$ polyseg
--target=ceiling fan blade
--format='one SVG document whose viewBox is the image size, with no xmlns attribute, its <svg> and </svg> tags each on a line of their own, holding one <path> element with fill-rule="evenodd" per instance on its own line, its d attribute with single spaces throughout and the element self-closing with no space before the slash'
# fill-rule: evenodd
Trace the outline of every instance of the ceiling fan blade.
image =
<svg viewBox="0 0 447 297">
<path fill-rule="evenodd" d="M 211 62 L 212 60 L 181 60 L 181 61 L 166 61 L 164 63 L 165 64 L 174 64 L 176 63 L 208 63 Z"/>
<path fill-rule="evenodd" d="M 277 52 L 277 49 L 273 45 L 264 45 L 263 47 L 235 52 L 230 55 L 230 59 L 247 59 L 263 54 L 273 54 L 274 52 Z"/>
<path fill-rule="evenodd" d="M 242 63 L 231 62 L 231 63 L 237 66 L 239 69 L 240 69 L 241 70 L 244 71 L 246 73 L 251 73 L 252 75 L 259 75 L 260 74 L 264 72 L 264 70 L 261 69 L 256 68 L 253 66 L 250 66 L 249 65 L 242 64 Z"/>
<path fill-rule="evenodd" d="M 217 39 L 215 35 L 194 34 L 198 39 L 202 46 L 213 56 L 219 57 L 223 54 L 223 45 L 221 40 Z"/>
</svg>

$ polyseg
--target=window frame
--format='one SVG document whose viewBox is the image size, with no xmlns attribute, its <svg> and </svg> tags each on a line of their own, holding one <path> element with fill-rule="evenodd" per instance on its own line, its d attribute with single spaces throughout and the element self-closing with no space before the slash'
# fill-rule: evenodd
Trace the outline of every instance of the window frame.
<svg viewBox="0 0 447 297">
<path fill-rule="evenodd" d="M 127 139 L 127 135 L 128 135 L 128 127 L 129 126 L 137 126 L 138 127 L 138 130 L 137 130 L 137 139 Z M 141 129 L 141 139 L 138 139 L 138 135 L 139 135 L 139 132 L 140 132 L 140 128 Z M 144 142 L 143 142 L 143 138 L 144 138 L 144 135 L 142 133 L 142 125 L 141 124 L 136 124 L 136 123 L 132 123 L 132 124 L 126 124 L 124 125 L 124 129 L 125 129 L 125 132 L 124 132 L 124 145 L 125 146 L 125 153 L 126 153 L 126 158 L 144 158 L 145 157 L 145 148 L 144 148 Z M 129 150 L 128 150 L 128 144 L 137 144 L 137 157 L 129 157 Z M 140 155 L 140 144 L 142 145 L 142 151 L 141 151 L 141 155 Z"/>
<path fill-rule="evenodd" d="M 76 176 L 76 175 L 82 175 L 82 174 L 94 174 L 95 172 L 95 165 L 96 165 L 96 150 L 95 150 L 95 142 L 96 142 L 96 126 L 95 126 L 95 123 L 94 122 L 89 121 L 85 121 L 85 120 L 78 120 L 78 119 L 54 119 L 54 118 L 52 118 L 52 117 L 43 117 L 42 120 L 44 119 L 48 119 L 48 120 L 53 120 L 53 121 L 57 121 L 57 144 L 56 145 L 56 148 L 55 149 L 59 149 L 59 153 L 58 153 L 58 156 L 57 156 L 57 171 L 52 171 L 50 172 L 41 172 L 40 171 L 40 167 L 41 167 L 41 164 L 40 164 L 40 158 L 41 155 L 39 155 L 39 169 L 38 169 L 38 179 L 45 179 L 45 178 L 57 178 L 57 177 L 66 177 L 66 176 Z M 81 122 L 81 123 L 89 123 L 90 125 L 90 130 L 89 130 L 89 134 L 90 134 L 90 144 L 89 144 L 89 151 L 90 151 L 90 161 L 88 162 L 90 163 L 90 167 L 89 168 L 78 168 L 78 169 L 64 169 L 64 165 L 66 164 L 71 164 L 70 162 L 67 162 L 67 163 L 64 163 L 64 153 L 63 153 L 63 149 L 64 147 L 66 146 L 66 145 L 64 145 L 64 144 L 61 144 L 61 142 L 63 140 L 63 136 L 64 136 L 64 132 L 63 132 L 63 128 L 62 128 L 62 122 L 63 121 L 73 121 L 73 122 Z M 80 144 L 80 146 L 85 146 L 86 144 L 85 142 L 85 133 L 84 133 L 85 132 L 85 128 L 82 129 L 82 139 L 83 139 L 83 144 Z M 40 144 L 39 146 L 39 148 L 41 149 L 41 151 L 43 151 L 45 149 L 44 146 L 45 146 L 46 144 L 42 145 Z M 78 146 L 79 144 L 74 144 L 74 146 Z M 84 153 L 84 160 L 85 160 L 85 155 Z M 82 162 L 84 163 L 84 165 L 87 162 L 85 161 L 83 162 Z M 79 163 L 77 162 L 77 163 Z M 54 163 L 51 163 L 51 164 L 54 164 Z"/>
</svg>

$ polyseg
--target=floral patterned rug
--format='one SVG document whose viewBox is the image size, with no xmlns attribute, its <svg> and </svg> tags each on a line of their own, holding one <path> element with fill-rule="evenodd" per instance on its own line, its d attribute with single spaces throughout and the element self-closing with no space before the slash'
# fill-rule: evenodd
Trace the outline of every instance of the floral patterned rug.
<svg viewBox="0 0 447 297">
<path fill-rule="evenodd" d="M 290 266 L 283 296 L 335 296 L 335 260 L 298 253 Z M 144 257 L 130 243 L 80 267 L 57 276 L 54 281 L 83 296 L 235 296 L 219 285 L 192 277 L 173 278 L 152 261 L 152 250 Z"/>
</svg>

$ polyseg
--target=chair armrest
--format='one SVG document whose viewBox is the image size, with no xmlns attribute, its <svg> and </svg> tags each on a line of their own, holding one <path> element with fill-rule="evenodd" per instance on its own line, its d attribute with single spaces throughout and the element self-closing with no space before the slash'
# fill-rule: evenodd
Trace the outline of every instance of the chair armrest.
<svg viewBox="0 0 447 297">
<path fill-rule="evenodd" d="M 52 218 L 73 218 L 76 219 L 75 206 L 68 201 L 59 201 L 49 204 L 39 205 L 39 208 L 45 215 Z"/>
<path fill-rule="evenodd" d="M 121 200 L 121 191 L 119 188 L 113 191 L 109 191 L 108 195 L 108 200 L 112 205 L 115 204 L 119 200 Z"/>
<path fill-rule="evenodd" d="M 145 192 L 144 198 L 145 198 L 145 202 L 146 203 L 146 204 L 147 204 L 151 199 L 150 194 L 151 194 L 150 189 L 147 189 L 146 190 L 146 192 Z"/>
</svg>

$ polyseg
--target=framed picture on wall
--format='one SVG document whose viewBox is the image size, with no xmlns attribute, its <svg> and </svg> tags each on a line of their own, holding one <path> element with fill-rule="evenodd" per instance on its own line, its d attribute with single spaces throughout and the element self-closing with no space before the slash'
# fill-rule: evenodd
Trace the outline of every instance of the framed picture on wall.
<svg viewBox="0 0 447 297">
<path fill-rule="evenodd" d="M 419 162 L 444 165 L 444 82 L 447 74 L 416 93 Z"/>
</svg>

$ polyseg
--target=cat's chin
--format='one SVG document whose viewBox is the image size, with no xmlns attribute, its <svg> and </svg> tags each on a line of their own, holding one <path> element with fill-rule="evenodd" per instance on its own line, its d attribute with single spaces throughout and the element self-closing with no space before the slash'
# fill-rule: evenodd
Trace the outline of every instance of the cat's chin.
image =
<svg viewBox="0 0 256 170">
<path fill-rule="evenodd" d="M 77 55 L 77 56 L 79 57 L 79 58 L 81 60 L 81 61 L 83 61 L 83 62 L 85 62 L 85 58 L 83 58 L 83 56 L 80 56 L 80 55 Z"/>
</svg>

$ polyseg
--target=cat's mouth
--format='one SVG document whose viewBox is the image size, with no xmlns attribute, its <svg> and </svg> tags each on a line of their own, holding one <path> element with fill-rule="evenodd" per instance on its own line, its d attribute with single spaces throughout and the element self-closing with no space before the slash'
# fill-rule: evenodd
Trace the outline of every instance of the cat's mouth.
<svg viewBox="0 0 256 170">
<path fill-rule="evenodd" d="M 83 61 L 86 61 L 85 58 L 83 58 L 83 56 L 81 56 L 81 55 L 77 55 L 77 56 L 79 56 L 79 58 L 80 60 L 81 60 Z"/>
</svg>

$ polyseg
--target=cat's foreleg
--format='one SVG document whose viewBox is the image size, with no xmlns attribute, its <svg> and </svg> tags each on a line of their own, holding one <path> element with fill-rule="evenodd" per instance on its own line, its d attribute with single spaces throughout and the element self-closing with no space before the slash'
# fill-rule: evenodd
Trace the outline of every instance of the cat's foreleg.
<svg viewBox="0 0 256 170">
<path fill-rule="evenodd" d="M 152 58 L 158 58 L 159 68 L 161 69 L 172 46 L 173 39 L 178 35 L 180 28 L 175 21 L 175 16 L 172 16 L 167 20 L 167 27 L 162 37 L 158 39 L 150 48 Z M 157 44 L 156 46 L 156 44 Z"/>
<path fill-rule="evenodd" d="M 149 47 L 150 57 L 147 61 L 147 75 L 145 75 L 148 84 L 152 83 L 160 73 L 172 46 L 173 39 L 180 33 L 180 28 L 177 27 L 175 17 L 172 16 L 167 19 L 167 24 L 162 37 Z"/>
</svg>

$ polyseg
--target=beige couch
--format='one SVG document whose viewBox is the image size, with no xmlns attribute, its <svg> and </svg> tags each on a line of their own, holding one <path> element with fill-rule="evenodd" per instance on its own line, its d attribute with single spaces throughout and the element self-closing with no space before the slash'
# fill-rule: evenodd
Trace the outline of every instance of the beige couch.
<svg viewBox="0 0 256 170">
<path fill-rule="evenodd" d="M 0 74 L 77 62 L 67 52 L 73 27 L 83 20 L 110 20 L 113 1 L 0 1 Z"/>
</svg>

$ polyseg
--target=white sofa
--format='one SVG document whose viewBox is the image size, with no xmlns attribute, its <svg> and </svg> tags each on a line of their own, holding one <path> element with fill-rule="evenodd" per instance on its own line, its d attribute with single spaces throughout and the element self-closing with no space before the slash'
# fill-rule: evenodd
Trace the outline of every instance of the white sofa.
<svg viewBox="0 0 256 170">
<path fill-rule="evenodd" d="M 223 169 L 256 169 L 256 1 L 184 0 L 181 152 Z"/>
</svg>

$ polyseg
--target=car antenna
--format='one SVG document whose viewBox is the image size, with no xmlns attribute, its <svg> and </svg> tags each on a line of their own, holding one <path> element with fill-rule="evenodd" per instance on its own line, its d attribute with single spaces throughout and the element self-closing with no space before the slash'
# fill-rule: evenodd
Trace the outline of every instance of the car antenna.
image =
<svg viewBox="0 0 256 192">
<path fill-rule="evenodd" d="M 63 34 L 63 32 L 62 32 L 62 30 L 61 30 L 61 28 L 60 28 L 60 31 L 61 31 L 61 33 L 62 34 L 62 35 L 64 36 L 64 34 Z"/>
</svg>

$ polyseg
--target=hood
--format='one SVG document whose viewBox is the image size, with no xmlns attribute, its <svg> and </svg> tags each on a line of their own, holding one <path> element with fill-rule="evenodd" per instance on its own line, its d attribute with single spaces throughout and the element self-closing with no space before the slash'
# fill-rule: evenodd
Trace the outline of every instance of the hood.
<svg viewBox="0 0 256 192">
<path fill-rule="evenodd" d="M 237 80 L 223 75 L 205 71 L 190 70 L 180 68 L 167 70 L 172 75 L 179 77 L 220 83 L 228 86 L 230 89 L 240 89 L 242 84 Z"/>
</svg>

○ ○ ○ ○ ○

Format the records as a JSON list of strings, one string per line and blank lines left out, running from the start of the records to the line that contains "242 63 L 231".

Task output
[
  "$ polyseg",
  "--target=ceiling fan blade",
  "--format='one SVG document whose viewBox is the image size, with no xmlns attribute, its <svg> and </svg> tags each on a line of their own, holding one <path> element with fill-rule=\"evenodd\" per instance on its own line, its d attribute with single spaces throughout and the element self-closing with no space before the slash'",
  "# fill-rule: evenodd",
  "Trace the outline of every instance of the ceiling fan blade.",
  "image =",
  "<svg viewBox=\"0 0 447 297\">",
  "<path fill-rule=\"evenodd\" d=\"M 211 62 L 212 60 L 181 60 L 181 61 L 166 61 L 164 63 L 165 64 L 174 64 L 176 63 L 208 63 Z\"/>",
  "<path fill-rule=\"evenodd\" d=\"M 277 52 L 277 49 L 273 45 L 264 45 L 263 47 L 235 52 L 230 55 L 230 59 L 247 59 L 263 54 L 273 54 L 274 52 Z\"/>",
  "<path fill-rule=\"evenodd\" d=\"M 242 63 L 231 62 L 231 63 L 237 66 L 239 69 L 240 69 L 241 70 L 244 71 L 246 73 L 251 73 L 252 75 L 259 75 L 260 74 L 264 72 L 264 70 L 261 69 L 256 68 L 253 66 L 250 66 L 249 65 L 242 64 Z\"/>"
]